■ Your task ■
Write down exactly the lines from the one with "Target: green bush" to the end of the data, first and last included, and no others.

■ Data supplied ■
----------------
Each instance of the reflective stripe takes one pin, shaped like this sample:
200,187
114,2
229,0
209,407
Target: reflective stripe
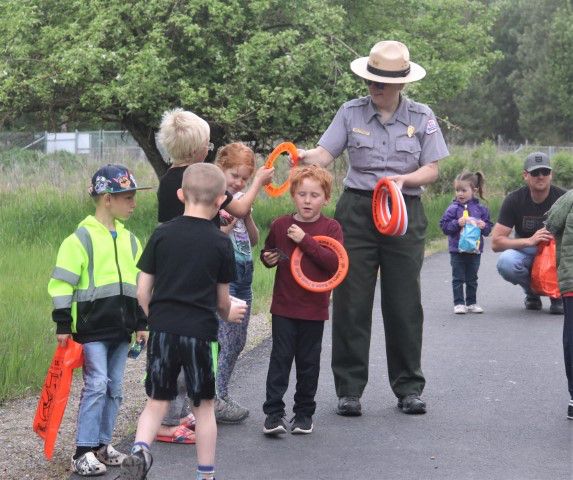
64,275
113,289
86,241
215,356
63,301
133,244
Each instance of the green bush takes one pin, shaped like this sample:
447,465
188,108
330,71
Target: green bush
562,164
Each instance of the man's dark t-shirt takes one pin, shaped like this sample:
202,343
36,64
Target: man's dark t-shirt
----------------
■ Your solution ■
Target: green bush
562,164
Each instance of the man's dark t-shirt takes one pin, shaped like this sample:
202,343
36,64
Target: man's dark t-shirt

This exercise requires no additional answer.